# TEXT EXCERPT
Kristin became one of the central ‘characters' of the story; Winfrey would later use some of Armstrong's ex-wife's wise words to end the show.
"She's a smart lady, extremely spiritual. She believes in honesty, integrity and the truth," Armstrong said of Kristin after Winfrey asked whether anyone had encouraged him to tell the truth. "She believes that the truth will set you free.
"I saw her at the kids' game two days ago, and I said, ‘If this comes up, can I talk about this?' And she said yes," Armstrong continued, and revealed that she was the person he consulted when considering his comeback to professional cycling in 2009.
"I figured, ‘If I'm going to do this [come back] - it was a big decision - I'm going to need her blessing.' And she said to me: ‘You can do it, under one condition: that you never cross that line again.' I said: ‘You've got a deal.' And I would never have betrayed that with her."

# PROVIDED DATA
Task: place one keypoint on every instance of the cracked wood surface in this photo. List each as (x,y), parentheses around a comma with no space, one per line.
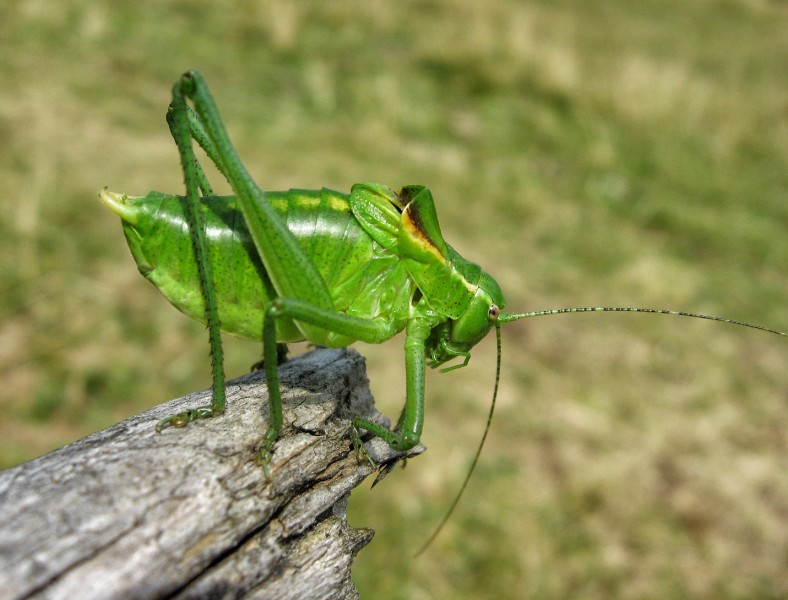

# TASK DESCRIPTION
In the Armstrong interview excerpt, what condition did Kristin set when Armstrong asked for her blessing to return to professional cycling?

# SOLUTION TO THIS PROBLEM
That he never cross that line again.